YOUR OBJECTIVE>
Please print the lines between the line holding "# test: point out the small" and the line holding "Query: small white structure", inclusive, copying them exactly.
------ ITEMS ------
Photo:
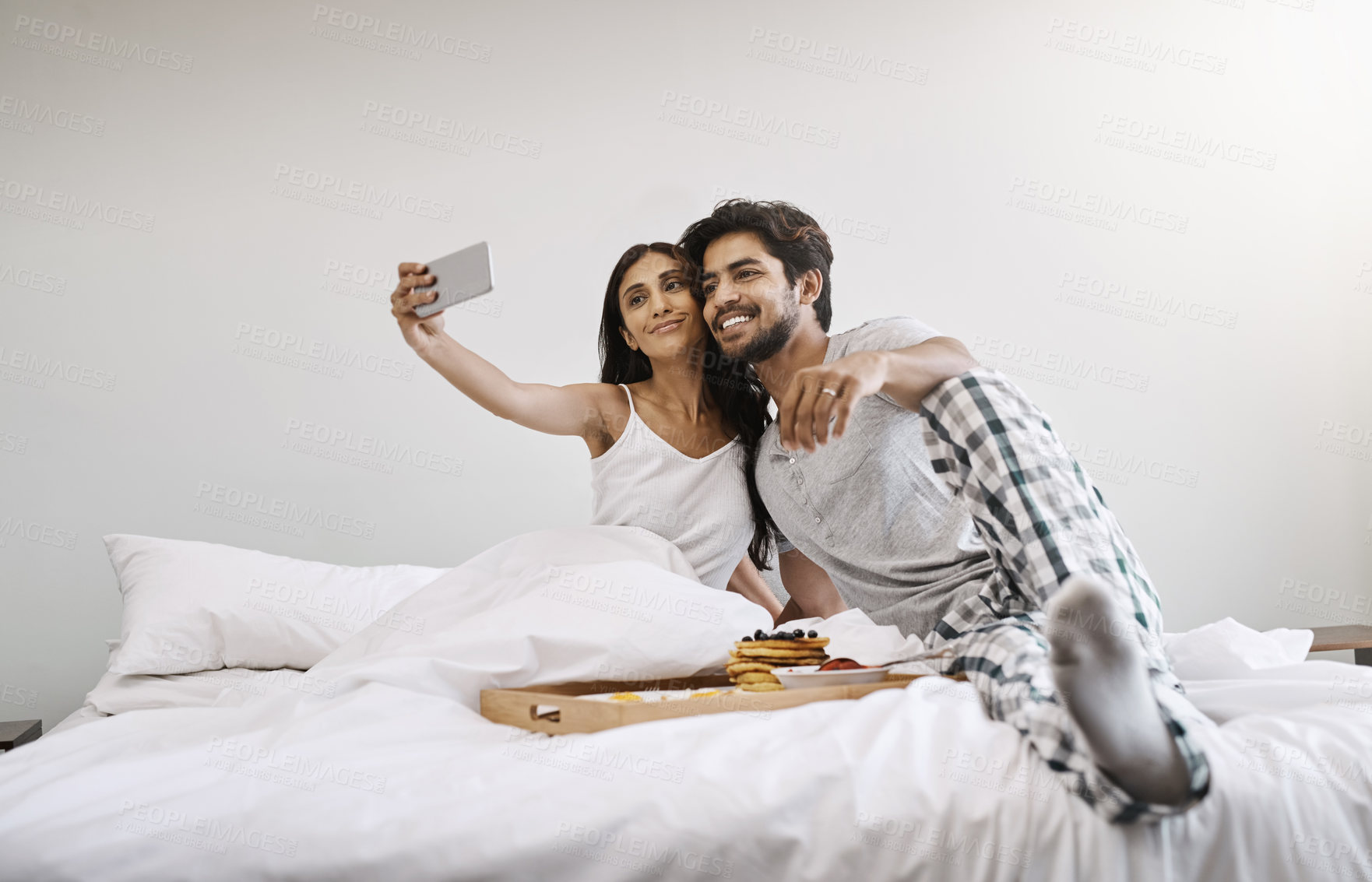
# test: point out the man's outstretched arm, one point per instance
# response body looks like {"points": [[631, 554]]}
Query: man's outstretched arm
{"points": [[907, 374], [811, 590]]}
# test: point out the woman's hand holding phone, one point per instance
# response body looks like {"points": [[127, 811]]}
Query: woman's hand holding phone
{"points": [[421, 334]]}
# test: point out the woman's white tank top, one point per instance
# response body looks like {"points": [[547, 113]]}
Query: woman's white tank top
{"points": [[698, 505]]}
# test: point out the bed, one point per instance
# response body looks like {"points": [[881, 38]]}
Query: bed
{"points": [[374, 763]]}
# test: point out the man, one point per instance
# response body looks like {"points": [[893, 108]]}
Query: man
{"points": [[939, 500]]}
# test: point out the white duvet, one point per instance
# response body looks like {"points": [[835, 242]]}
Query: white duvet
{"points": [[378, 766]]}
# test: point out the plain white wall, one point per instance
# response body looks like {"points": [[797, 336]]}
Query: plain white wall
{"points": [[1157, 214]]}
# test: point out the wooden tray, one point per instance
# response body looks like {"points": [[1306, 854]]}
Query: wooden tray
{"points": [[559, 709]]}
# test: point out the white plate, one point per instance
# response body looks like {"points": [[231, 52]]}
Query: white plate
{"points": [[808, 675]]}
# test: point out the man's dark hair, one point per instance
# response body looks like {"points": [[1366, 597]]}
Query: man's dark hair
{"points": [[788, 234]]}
------
------ ITEMS ------
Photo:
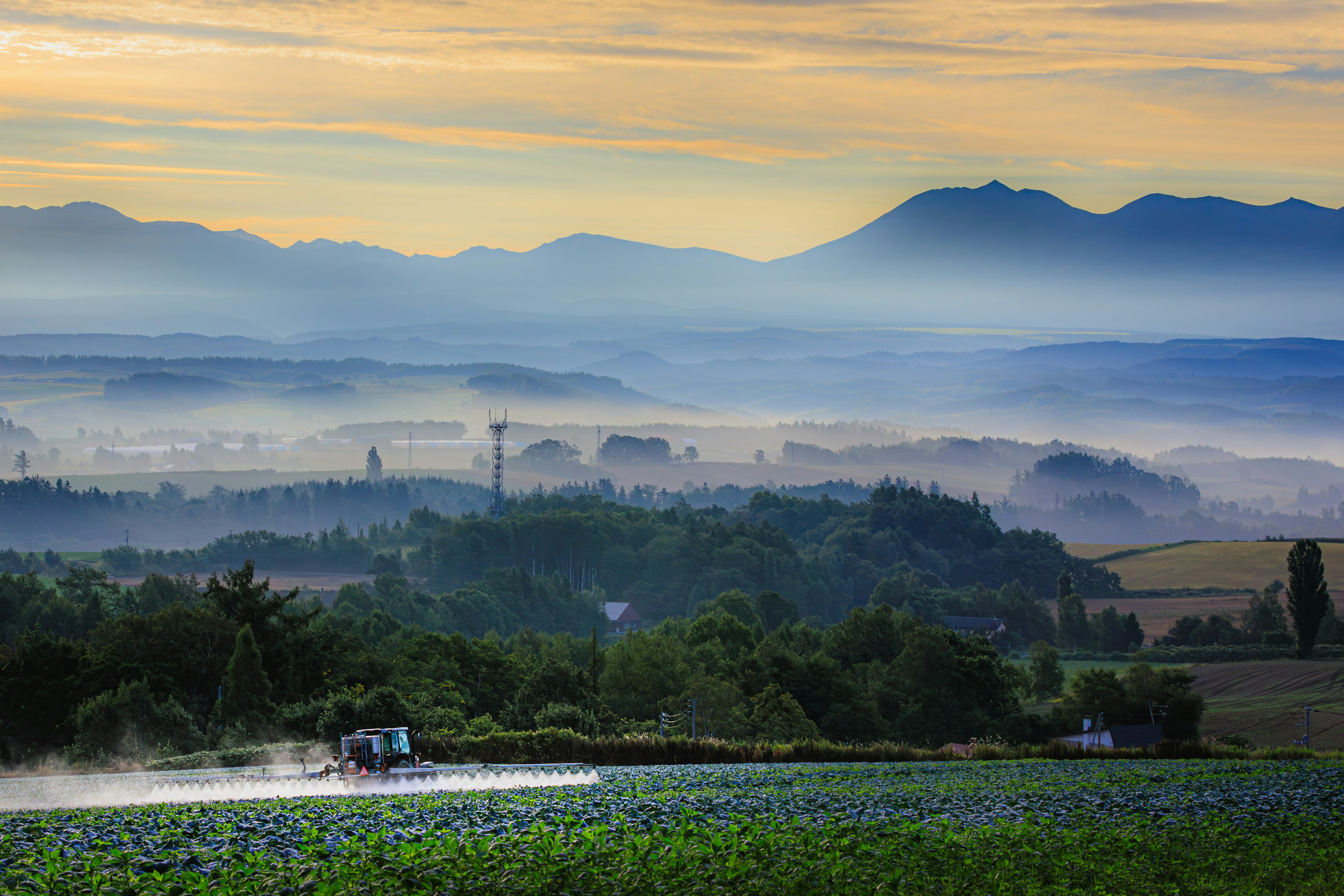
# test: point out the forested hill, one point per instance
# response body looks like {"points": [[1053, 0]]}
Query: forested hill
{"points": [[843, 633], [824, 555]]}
------
------ ITEMS ------
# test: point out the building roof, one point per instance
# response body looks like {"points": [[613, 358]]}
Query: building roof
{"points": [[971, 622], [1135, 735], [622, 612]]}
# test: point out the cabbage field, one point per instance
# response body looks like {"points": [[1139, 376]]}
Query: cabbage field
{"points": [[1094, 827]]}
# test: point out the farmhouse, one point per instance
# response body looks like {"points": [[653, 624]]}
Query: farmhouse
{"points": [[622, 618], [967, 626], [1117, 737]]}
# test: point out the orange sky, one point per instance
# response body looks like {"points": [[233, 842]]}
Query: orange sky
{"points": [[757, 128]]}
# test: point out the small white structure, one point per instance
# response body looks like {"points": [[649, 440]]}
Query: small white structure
------
ANSWER>
# test: point out the small white structure, one point per instance
# response body looks like {"points": [[649, 440]]}
Query: small white structure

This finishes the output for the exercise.